#### Your instructions:
Please copy out the records that follow, word for word.

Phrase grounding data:
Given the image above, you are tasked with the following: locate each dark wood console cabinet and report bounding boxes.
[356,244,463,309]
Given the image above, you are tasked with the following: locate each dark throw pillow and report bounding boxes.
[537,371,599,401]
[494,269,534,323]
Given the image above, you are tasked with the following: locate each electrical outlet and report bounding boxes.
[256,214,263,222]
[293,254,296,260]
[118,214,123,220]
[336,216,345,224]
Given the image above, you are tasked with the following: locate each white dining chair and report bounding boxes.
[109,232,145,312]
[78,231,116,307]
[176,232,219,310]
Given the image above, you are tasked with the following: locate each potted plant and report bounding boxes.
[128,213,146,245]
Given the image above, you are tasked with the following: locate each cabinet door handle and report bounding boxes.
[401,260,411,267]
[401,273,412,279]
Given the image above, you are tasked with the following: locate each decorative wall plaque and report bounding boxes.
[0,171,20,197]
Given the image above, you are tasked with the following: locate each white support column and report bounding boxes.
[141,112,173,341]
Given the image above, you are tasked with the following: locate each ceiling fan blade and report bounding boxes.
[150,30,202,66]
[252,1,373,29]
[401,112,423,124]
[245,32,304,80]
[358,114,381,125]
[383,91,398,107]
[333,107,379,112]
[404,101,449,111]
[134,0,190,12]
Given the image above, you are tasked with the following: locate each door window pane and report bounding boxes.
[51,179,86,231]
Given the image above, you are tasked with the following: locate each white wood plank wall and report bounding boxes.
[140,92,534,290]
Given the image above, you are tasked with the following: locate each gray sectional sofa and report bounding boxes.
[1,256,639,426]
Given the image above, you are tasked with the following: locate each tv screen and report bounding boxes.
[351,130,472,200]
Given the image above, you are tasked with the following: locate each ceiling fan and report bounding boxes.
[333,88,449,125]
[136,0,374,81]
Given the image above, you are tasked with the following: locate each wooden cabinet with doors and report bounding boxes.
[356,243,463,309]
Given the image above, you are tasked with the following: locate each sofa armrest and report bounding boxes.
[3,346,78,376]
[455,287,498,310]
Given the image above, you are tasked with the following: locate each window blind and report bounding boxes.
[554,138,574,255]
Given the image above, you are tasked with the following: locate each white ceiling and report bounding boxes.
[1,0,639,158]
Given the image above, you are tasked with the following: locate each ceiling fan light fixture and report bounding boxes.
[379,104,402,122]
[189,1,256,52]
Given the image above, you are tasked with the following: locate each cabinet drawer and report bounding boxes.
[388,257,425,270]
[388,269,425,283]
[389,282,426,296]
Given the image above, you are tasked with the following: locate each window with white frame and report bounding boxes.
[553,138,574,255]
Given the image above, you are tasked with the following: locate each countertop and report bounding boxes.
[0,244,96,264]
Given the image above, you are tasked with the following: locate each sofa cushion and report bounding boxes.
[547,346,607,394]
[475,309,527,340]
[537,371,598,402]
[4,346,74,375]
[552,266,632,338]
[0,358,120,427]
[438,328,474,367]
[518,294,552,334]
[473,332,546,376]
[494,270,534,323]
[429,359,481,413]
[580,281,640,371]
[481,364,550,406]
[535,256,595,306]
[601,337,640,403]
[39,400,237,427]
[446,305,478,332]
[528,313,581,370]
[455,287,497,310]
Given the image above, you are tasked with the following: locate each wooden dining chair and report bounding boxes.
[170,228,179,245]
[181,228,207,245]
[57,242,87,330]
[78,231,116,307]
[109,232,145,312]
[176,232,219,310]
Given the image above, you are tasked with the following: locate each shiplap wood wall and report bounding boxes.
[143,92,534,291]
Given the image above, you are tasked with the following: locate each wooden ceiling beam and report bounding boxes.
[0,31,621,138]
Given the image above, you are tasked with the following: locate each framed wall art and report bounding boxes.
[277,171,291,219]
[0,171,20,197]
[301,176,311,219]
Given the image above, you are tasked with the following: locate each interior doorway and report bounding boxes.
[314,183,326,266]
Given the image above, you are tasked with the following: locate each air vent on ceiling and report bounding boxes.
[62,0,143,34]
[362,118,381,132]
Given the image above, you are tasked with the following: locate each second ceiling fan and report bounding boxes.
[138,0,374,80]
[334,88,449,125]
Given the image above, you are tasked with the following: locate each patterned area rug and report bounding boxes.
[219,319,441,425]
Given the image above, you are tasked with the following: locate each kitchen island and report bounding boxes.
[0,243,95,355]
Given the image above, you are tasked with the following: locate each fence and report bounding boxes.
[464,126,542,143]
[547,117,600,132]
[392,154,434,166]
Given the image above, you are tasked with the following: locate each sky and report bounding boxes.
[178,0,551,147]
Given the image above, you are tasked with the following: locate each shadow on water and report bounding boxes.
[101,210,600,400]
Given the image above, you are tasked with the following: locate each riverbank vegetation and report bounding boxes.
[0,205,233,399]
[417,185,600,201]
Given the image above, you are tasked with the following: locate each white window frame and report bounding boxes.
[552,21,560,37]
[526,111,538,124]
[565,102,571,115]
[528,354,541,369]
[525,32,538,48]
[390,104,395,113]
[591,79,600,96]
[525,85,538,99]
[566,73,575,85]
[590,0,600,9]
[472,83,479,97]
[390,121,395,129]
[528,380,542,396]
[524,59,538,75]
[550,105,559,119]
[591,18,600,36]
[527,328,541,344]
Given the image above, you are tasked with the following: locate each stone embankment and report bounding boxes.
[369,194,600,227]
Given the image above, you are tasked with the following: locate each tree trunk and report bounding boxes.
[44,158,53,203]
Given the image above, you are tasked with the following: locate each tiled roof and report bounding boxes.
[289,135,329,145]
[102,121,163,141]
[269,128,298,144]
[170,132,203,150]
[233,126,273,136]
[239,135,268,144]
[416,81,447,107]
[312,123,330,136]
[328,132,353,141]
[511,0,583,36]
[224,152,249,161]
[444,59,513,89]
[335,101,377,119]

#### Task solution:
Given the image above, you are tasked with the following: locate each dark wood console cabinet and report bounding boxes.
[356,244,463,309]
Given the image above, you are tasked with the following: locate each dark throw pillow and report bounding boxes.
[537,371,599,401]
[494,269,534,323]
Given the image above, you are tasked with the following: locate each electrical outlet and report bounding boxes.
[256,214,263,222]
[293,254,296,260]
[118,214,123,220]
[336,216,345,224]
Given the image above, you are tasked with the following: locate each white dining chair and report bounding boxes.
[109,232,145,312]
[78,231,116,307]
[176,232,219,310]
Given the image above, you are tasked with the following: locate each potted plant and report bounding boxes.
[128,213,146,245]
Given the image above, you are tasked with the following: locate each cabinet door handle and report bounding boxes.
[401,260,411,267]
[401,273,412,279]
Given the image above, you are tasked with the following: locate each decorative wall plaque and report bounding boxes.
[0,171,20,197]
Given the image above, you are tasked with the following: locate each white support column and report bounding boxes.
[141,112,173,341]
Given the image above, you are tasked with the following: locate each ceiling fan blade and report bounding boxes.
[150,30,202,66]
[252,1,373,29]
[401,112,423,124]
[245,32,304,80]
[358,114,381,125]
[383,91,398,107]
[333,107,379,112]
[404,101,449,111]
[134,0,190,12]
Given the image above, you are tasked with the following: locate each door window pane and report bounding boxes.
[51,179,86,231]
Given the image above, you are tasked with the following: locate each white wood plank wall and report bounding boxes.
[140,92,534,290]
Given the image above, you are tasked with the following: locate each gray sectional sofa and report bounding boxes.
[1,256,639,426]
Given the image above, you are tasked with the following: locate each tv screen and report bounding boxes.
[351,130,472,200]
Given the image above, you are tasked with the following: locate each ceiling fan and report bounding boxes.
[333,88,449,125]
[136,0,374,81]
Given the image above, you are tasked with the following: locate each wooden cabinet with doors and report bounding boxes.
[356,243,463,309]
Given the image above, you are tasked with the following: locate each sofa armrest and report bounding boxes.
[3,346,78,376]
[455,287,498,310]
Given the image above, you are tasked with the following: locate each window blind and report bounding boxes.
[554,138,574,255]
Given the image above, you are tasked with the following: locate each white ceiling and report bounding boxes.
[1,0,639,158]
Given the image above, you are tasked with the following: locate each ceiling fan light fixture and report bounding boxes.
[379,104,402,122]
[189,1,256,52]
Given the image above, you are tasked with the following: locate each cabinet drawer and report bounding boxes.
[388,257,425,270]
[388,269,425,283]
[389,282,426,296]
Given the image above, you are tasked with the following: locate each window with white frame and report bounding boxes.
[553,138,574,255]
Given the image above, you are tasked with the following: locate each countertop and report bounding boxes.
[0,244,96,264]
Given the image above, you are tasked with the following: locate each sofa cushion and report bounding boxes.
[547,346,607,394]
[475,309,527,340]
[537,371,598,402]
[4,346,74,375]
[552,266,632,338]
[0,358,120,427]
[438,328,474,367]
[518,294,552,334]
[473,332,546,376]
[494,270,534,323]
[429,359,481,413]
[580,281,640,371]
[481,364,550,406]
[535,256,595,306]
[601,337,640,403]
[39,400,237,427]
[446,305,478,332]
[528,313,581,370]
[455,287,497,310]
Given the image above, you are tasked with the following: locate each wooden dining chair and report bounding boxes.
[170,228,179,245]
[181,228,207,245]
[57,242,87,330]
[78,231,116,307]
[109,232,145,312]
[176,232,219,310]
Given the image above, you are tasked with the following: locate each shiplap wood wall and report bounding boxes.
[143,92,534,291]
Given the image above, you are tasked with the following: locate each wooden ceiling beam and report bounding boxes.
[0,31,621,138]
Given the image above, you are tasked with the following: locate each framed wall art and report bounding boxes.
[277,171,291,219]
[0,171,20,197]
[301,176,311,219]
Given the image above, you are tasked with the following: locate each interior doorway and report bounding boxes.
[314,183,326,266]
Given the image above, you are tasked with the following: locate each air vent on ceiling and report bounding boxes.
[62,0,143,34]
[362,118,381,132]
Given the image above, you are tasked with the following: locate each second ceiling fan and report bounding boxes.
[138,0,374,80]
[334,88,449,125]
Given the image above, you are tasked with the following: locate each patterned area rug and report bounding boxes.
[219,319,441,425]
Given the image above, you are tasked with the following: locate each kitchen island and report bounding boxes.
[0,243,95,355]
Given the image above, you are tasked with the following: locate each fence and report bounding boxes.
[464,126,542,143]
[547,117,600,132]
[392,154,434,166]
Given the image above, you are tasked with the following: locate each sky and report bounding boxes.
[178,0,551,147]
Given the image above, you are tasked with the following: locate each shadow on water and report bounding boxes.
[101,210,600,400]
Given the image above, you are tasked with the following: locate each riverbank vegetation and report bounding boxes.
[0,205,233,399]
[417,185,600,201]
Given the image above, you are tasked with the following: locate each white window frame and report bounding boxes.
[552,21,560,37]
[526,111,538,124]
[565,102,571,115]
[528,354,541,369]
[525,32,538,48]
[390,104,395,113]
[591,79,600,96]
[525,85,538,99]
[566,73,575,85]
[590,0,600,9]
[472,83,479,97]
[390,121,395,129]
[528,380,542,396]
[524,59,538,75]
[550,105,559,119]
[591,18,600,36]
[527,328,541,344]
Given the image above, you are tasked with the following: locate each stone embankment and report bounding boxes.
[369,194,600,227]
Given the image above, you are tasked with the following: locate each tree trunk and report bounding boxes.
[44,158,53,203]
Given the image above, you are tasked with the following: locate each tiled roof and report bounding boxes.
[289,135,329,145]
[102,121,163,141]
[269,128,298,144]
[170,132,203,150]
[233,126,273,136]
[239,135,268,144]
[416,81,447,107]
[312,123,330,136]
[328,132,353,141]
[511,0,583,36]
[224,152,249,161]
[444,59,513,89]
[335,101,377,119]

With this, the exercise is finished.